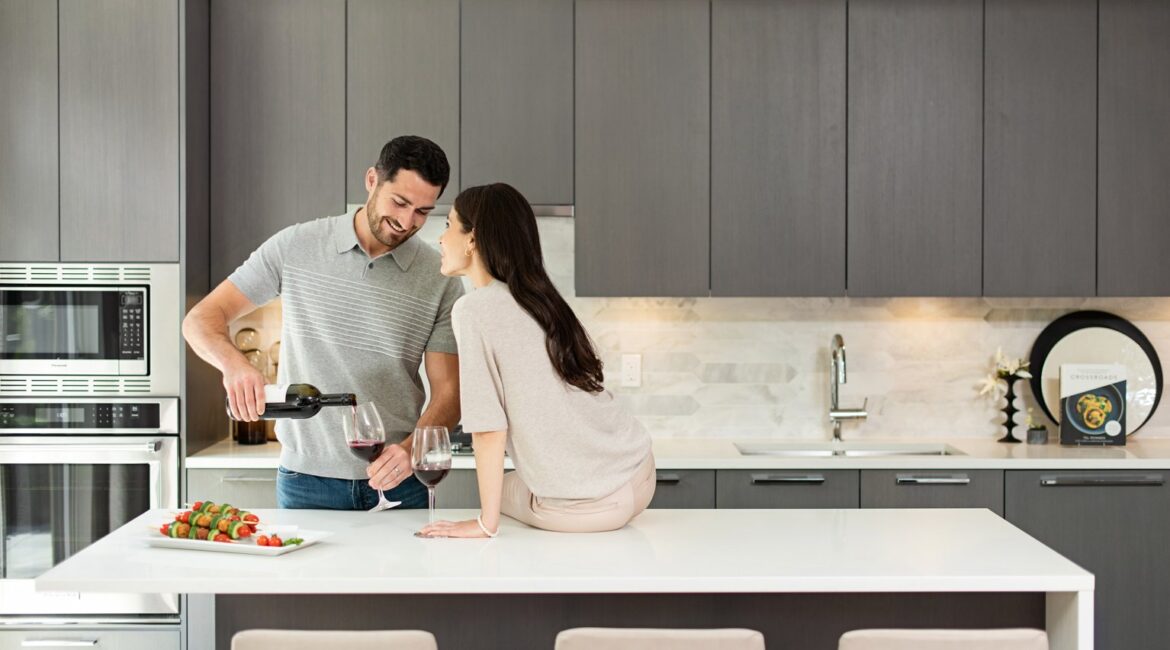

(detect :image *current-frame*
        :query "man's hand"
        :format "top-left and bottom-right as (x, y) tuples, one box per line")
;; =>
(366, 444), (411, 490)
(223, 357), (264, 422)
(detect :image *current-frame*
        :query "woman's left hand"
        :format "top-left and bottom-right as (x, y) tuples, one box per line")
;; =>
(419, 519), (488, 538)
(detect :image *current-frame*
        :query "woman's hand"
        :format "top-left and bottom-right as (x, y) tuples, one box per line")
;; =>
(419, 519), (488, 538)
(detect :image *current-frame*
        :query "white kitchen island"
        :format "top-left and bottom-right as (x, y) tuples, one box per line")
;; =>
(36, 510), (1094, 650)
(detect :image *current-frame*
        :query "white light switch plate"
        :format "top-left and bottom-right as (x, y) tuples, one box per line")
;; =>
(621, 354), (642, 388)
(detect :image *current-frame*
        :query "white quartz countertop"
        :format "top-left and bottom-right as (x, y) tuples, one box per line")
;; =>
(36, 510), (1094, 594)
(186, 436), (1170, 470)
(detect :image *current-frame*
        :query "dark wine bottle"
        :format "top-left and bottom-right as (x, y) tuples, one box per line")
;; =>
(223, 383), (358, 420)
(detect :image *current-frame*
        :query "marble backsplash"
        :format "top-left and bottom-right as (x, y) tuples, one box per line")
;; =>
(238, 215), (1170, 440)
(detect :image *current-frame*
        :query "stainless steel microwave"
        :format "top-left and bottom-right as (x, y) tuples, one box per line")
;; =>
(0, 264), (183, 395)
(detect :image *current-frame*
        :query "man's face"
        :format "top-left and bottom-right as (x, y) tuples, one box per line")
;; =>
(365, 170), (440, 250)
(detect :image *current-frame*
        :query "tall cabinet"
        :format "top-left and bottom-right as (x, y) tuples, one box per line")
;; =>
(0, 0), (60, 262)
(574, 0), (710, 296)
(211, 0), (345, 281)
(710, 0), (846, 296)
(847, 0), (983, 296)
(343, 0), (460, 203)
(1096, 0), (1170, 296)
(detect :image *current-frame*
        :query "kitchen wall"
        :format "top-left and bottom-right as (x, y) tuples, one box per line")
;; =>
(225, 215), (1170, 440)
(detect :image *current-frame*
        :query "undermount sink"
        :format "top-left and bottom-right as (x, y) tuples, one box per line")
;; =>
(735, 442), (963, 458)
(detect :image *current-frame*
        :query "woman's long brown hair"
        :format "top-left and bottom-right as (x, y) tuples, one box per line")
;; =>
(455, 182), (605, 393)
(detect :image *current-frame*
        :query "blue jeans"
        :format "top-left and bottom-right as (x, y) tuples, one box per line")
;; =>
(276, 466), (427, 510)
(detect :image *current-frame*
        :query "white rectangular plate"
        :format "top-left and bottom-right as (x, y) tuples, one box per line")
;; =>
(146, 530), (333, 555)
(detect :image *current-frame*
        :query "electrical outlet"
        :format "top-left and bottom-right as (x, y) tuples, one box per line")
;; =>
(621, 354), (642, 388)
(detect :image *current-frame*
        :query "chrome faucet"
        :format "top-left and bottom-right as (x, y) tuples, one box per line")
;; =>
(828, 334), (869, 442)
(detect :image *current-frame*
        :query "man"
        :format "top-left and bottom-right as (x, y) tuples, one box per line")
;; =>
(183, 136), (462, 510)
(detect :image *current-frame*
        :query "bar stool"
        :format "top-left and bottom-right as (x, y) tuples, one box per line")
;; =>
(232, 630), (439, 650)
(837, 629), (1048, 650)
(556, 628), (764, 650)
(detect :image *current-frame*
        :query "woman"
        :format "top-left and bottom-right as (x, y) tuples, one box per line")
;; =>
(422, 184), (655, 537)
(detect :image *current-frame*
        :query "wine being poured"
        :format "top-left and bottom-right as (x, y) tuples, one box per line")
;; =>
(223, 383), (358, 420)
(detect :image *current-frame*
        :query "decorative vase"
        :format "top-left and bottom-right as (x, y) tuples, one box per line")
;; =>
(996, 374), (1020, 442)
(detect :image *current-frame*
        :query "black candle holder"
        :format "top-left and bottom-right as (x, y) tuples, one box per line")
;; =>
(996, 374), (1023, 443)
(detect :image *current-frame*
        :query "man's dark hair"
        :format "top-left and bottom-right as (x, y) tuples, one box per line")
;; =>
(374, 136), (450, 194)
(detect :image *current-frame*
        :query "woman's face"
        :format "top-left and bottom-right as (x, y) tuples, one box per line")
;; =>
(439, 208), (475, 276)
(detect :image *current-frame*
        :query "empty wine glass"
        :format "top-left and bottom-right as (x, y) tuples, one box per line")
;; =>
(342, 402), (402, 512)
(411, 427), (450, 537)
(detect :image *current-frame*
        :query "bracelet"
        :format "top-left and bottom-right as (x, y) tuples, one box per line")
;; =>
(475, 513), (500, 537)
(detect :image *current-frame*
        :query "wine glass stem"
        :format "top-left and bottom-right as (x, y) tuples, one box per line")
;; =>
(427, 488), (435, 524)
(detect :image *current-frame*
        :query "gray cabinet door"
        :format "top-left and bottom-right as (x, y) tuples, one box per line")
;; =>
(715, 470), (860, 509)
(847, 0), (983, 296)
(573, 0), (710, 296)
(1097, 0), (1170, 296)
(343, 0), (460, 205)
(59, 0), (179, 262)
(458, 0), (573, 205)
(983, 0), (1097, 296)
(711, 0), (846, 296)
(0, 0), (61, 262)
(211, 0), (345, 286)
(1005, 471), (1170, 650)
(649, 470), (715, 509)
(861, 470), (1004, 517)
(186, 468), (276, 510)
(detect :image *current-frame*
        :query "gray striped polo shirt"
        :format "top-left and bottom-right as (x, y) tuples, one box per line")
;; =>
(228, 207), (463, 479)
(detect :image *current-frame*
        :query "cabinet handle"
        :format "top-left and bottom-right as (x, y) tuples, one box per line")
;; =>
(751, 473), (825, 485)
(894, 473), (971, 485)
(1040, 473), (1165, 488)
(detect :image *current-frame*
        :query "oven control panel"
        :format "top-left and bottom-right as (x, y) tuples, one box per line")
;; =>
(0, 397), (178, 434)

Work required: Rewrite the lines above with "one box per line" changed to "one box per row" everywhere and everything else unchanged. Leave out the pictures.

Task result:
(detect :image *current-frame*
        :query "man's hand"
        :format "top-left and bottom-right as (x, y) tuples, one box per row")
;; =>
(366, 444), (411, 490)
(223, 357), (264, 422)
(detect :image *current-frame*
        :query "woman's left hand"
        :format "top-left and bottom-right as (x, y) tuples, one box per row")
;; =>
(419, 519), (488, 538)
(detect :image *current-frame*
        :query "woman's hand"
        :format "top-left and bottom-right as (x, y) tuples, one box per row")
;; =>
(419, 519), (488, 538)
(detect :image *current-frame*
        :query "white kitchen island"
        :format "top-left and bottom-right as (x, y) tuples, one box per row")
;; =>
(36, 510), (1094, 650)
(detect :image *current-frame*
        :query "white light switch plate"
        :format "top-left and bottom-right as (x, y) tuples, one box per row")
;; =>
(621, 354), (642, 388)
(detect :image *current-frame*
        :query "white quartz countertop"
        :format "top-left and bottom-right as (x, y) tuples, one box per row")
;; =>
(36, 510), (1094, 594)
(186, 436), (1170, 470)
(detect :image *current-frame*
        :query "dark wine bottle"
        :format "top-left and bottom-right as (x, y) tuples, one box per row")
;; =>
(223, 383), (358, 420)
(detect :image *current-frame*
        :query "marble backsplash"
        :format "top-left and bottom-right as (x, y) tuples, one box per row")
;; =>
(238, 215), (1170, 440)
(detect :image *current-frame*
        :query "stainless steel microwave"
        :format "top-left and bottom-right as (x, y) tuples, one box per row")
;; =>
(0, 264), (183, 395)
(detect :image *current-frame*
        :query "man's face"
        :format "top-left and bottom-right as (x, y) tuples, one box per row")
;; =>
(365, 170), (440, 250)
(detect :image *current-frame*
        :query "tall cabinet"
        :format "top-left and bottom-right as (x, y) tuples, one box per row")
;; =>
(0, 0), (60, 262)
(574, 0), (710, 296)
(211, 0), (345, 281)
(710, 0), (846, 296)
(847, 0), (983, 296)
(343, 0), (460, 203)
(1096, 0), (1170, 296)
(detect :image *current-frame*
        :query "kitchen wall"
        :format "top-left and bottom-right as (x, y) tuples, one box per row")
;; =>
(225, 215), (1170, 440)
(detect :image *current-frame*
        :query "undermount sink"
        :format "top-left and bottom-right as (x, y) tuples, one box per row")
;; =>
(735, 442), (963, 458)
(detect :image *current-frame*
        :query "woman's long brown hair"
        :format "top-left and bottom-right as (x, y) tuples, one box per row")
;; =>
(455, 182), (605, 393)
(detect :image *current-frame*
        :query "blue jeans"
        :format "top-left and bottom-right as (x, y) tuples, one box per row")
;; =>
(276, 466), (427, 510)
(detect :image *current-frame*
        :query "white rectangular plate"
        :format "top-left and bottom-right as (x, y) tuples, one box per row")
;; =>
(146, 530), (333, 555)
(detect :image *current-frame*
        :query "electrical outlet"
        :format "top-left and bottom-right as (x, y) tuples, one box per row")
;; =>
(621, 354), (642, 388)
(detect :image *current-frame*
        :query "chrome faucet"
        :format "top-left and bottom-right as (x, y) tuples, one box per row")
;; =>
(828, 334), (869, 442)
(detect :image *current-frame*
        :query "man"
        :format "top-left and bottom-right as (x, y) tuples, one box per row")
;; =>
(183, 136), (462, 510)
(detect :image *current-frame*
        :query "bar stool"
        :format "top-left and bottom-right as (x, y) tuples, one box per row")
;; =>
(232, 630), (439, 650)
(837, 629), (1048, 650)
(556, 628), (764, 650)
(detect :image *current-frame*
        :query "woman"
        :format "top-left and bottom-right as (x, y) tuples, one box per row")
;; =>
(422, 184), (655, 537)
(detect :image *current-frame*
        :query "wine being poured"
        :format "top-left and bottom-right as (x, y) tuples, one box per row")
;; =>
(223, 383), (358, 420)
(detect :image *current-frame*
        :query "decorative vase"
        :format "top-left and bottom-right as (x, y) tuples, one box per row")
;; =>
(996, 374), (1020, 442)
(detect :image *current-frame*
        :query "black candle holder"
        :format "top-left and bottom-right as (x, y) tuples, one box per row")
;; =>
(996, 374), (1023, 443)
(detect :image *current-frame*
        :query "man's dark hair"
        :format "top-left and bottom-right as (x, y) tuples, one box per row")
;; =>
(374, 136), (450, 194)
(detect :image *current-frame*
        :query "woman's face"
        :format "top-left and bottom-right as (x, y) tuples, one box per row")
;; =>
(439, 208), (475, 276)
(detect :image *current-frame*
        :query "empty wine glass"
        :format "top-left and bottom-right as (x, y) tuples, one box per row")
;; =>
(342, 402), (402, 512)
(411, 427), (450, 537)
(detect :image *current-frame*
        :query "bracelet"
        :format "top-left and bottom-right as (x, y) tuples, one box per row")
;; =>
(475, 513), (500, 537)
(detect :image *current-frame*
        :query "wine glass stem"
        :format "top-left and bottom-right as (x, y) tuples, one box per row")
;; =>
(427, 488), (435, 524)
(detect :image *current-frame*
        :query "gray cabinet door"
        :format "top-left and bottom-right as (x, y) tuples, one box per row")
;; =>
(715, 470), (860, 509)
(847, 0), (983, 296)
(573, 0), (710, 296)
(1097, 0), (1170, 296)
(343, 0), (460, 205)
(59, 0), (179, 262)
(458, 0), (573, 205)
(983, 0), (1097, 296)
(711, 0), (846, 296)
(0, 0), (61, 262)
(211, 0), (345, 286)
(1005, 471), (1170, 650)
(649, 470), (715, 509)
(861, 470), (1004, 517)
(186, 468), (276, 510)
(detect :image *current-frame*
        :query "gray striped polo shirt"
        :format "top-left and bottom-right as (x, y) tuples, one box per row")
;; =>
(228, 207), (463, 479)
(detect :image *current-frame*
        :query "cabinet handle"
        :format "top-left and bottom-right as (x, y) tuples, one box per row")
;; =>
(751, 473), (825, 485)
(894, 473), (971, 485)
(1040, 473), (1165, 488)
(detect :image *current-frame*
        :query "oven control panel"
        :format "top-left and bottom-right as (x, y) tuples, one box per row")
;; =>
(0, 397), (178, 434)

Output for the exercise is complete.